■ **BRIEF**: Repeat the entries below word for word, though any picture in them should be dropped.

▼

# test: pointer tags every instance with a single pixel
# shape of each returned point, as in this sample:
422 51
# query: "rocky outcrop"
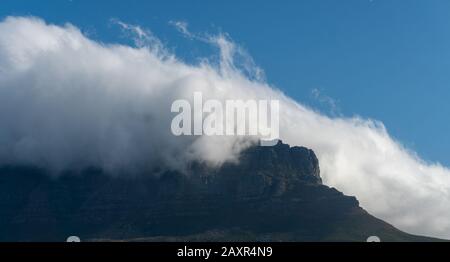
272 193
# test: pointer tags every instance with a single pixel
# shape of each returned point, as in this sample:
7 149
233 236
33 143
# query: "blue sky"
387 60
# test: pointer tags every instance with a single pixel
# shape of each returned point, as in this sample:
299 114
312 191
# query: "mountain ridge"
271 194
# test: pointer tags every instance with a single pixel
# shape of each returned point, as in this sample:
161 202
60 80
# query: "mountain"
272 194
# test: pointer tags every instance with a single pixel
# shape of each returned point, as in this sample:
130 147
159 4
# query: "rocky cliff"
272 194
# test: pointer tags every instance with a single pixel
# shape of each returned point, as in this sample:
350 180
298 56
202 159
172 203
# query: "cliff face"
272 193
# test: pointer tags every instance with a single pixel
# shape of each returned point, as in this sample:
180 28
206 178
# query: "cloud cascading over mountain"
67 101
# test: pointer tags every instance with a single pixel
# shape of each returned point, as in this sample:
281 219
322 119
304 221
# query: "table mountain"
271 194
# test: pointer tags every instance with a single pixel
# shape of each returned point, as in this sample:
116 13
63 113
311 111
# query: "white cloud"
67 101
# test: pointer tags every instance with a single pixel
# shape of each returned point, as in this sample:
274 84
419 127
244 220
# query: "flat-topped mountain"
271 194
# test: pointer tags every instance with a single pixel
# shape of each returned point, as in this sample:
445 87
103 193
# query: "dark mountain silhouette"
272 194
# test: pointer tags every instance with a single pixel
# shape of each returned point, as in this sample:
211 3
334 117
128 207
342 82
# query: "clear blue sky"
384 59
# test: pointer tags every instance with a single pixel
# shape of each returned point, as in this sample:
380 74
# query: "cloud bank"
67 101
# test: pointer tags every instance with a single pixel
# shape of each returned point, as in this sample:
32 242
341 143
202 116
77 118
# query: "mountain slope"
272 194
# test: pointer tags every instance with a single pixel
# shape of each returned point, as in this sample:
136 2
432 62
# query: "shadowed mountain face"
272 194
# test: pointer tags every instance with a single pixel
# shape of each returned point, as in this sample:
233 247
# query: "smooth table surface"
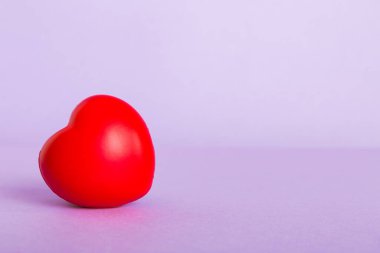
206 200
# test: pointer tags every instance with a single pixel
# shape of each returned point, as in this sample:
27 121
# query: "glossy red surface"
104 157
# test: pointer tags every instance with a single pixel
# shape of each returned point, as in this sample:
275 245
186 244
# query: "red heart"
104 157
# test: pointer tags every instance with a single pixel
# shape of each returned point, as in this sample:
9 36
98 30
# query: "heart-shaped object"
104 157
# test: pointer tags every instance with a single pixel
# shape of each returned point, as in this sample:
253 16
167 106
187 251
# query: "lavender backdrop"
264 115
261 73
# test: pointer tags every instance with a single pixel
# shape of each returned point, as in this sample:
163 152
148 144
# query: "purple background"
252 73
264 115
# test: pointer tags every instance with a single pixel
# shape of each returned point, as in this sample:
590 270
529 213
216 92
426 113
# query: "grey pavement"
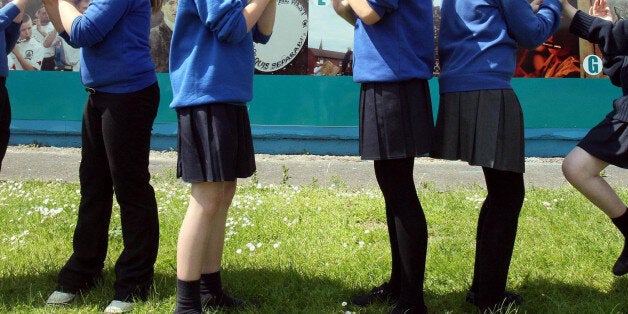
51 163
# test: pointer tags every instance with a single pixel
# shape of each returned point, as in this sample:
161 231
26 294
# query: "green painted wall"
317 101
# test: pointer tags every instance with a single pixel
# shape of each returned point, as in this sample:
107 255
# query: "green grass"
315 246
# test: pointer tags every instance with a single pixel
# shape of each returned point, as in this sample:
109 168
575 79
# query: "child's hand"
601 10
535 4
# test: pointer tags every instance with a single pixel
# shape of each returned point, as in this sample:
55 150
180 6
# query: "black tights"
496 232
407 228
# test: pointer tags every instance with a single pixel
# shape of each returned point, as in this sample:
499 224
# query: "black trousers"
496 233
5 119
116 135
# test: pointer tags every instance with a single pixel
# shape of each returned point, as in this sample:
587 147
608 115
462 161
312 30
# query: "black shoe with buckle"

▲

■ **YOUR SOLUTION**:
# test: pointer tags every instance with a single pixel
# shape of each returned point, as in this sample:
422 51
# query: "rocky outcrop"
272 193
# test: pointer tags every instance with a single pixel
# shape of each returned point, as in this sample:
7 149
233 236
33 143
# query: "blue sky"
387 60
# test: pointer tags every instance with a single pixel
# shape of each returned point, as in this sample:
299 114
312 191
# query: "mountain ridge"
271 194
# test: pointer tags every instance with a single pixel
# shape of each returned point, as in this sample:
161 202
60 80
# query: "mountain"
272 194
# test: pointer tags every instance with a single pixel
# shape of each returned point, as in this sample:
130 147
159 4
# query: "rocky cliff"
272 194
# test: pointer tags every instance with a single pixel
# shape of each returned point, as in this sample:
350 180
298 56
202 159
172 203
# query: "cliff face"
272 193
# test: pointer tags every instance with a single pixel
# shape of each returned point, as in this sample:
180 28
206 178
# query: "cloud cascading over mountain"
67 101
# test: pointer tags every instance with a single pixel
# shape of each returned point, as in this sample:
281 219
322 119
304 221
# query: "table mountain"
271 194
# test: pointer tags every instance with a single pixel
# shape of each returned point, as in this sample:
116 13
63 113
311 111
# query: "white cloud"
67 101
# test: pointer tags every instance with a single pixel
# shape of each returned point, as in this sample:
274 84
419 127
244 220
# query: "flat-topped mountain"
271 194
# test: pointer tags every instance with a single pixel
# shape of each returned point, as in this sample:
445 87
103 193
# query: "dark mountain silhouette"
272 194
# test: pointer tags every instance with a single pixel
# shape of each returned point, as in this sample:
211 3
334 117
128 207
342 82
# query: "clear blue sky"
384 59
# test: pointer tags every instance with a single pixel
# shape of each returned point, as in this sample:
380 74
# query: "cloud bank"
67 101
# test: pointer tags every instance with a single pixel
# shape of each returned point, as in this sample:
32 242
341 143
202 116
77 118
# query: "mountain slope"
272 194
# test: pointer tags every instance with a single pixel
# shape of each returned point, as in this sample:
136 2
432 62
# query: "shadowed mountain face"
272 194
# test: pointer tags every instance with a single pixel
# shape of each returned point, as in this sample:
233 247
# query: "smooth table surface"
206 200
# test: pointer tags every instance with a single pixel
# shape of each returned point, as in this sample:
27 121
# query: "glossy red surface"
104 157
# test: pointer tags every instance with a single pixel
# shape of each returned point, as in this sample:
275 245
186 244
# query: "red heart"
104 157
# test: pointer tags every instance with a single pixel
# shape of each returned point, as in this sample:
9 36
98 30
# query: "heart-shaped object"
104 157
# test: pointer tags every instance with a single pixel
# shape of each returned point, as in this sample:
253 16
167 106
187 251
# query: "lavender backdrop"
264 115
261 73
# test: pointer tags every instance with a single pixel
# shape of each returned point, as in this sample:
163 152
148 144
# query: "purple background"
252 73
264 115
# test: pointer tags every instance with a single pixel
# shape of each returned point, as in this sample:
590 270
529 213
216 92
426 113
# query: "grey pavement"
51 163
# test: pointer tags every instance with a single pixel
# shape of each returned point, as in this sample:
161 231
26 294
# query: "green painted wall"
317 101
# test: pointer tags every instance with a single pixel
# shape of each returned point, as in this sample:
107 255
# query: "green grass"
315 246
# test: pointer tags every instance with a single pixel
# shape of each returned point, as in this sample:
109 168
575 79
# query: "child's hand"
601 10
535 4
# test: pointer tags every instance with a single pixel
# shape of each returned point, as in this sample:
55 150
180 6
# query: "black tights"
496 232
407 228
# test: pointer tags every instance with a single pixel
# shape of each returned point, as in this sample:
499 224
# query: "black trousers"
496 233
5 119
116 135
# test: pointer tags every instance with a single pixel
# shape of each returned point, as in this sample:
587 147
608 115
462 161
312 30
# query: "black shoe with buckle"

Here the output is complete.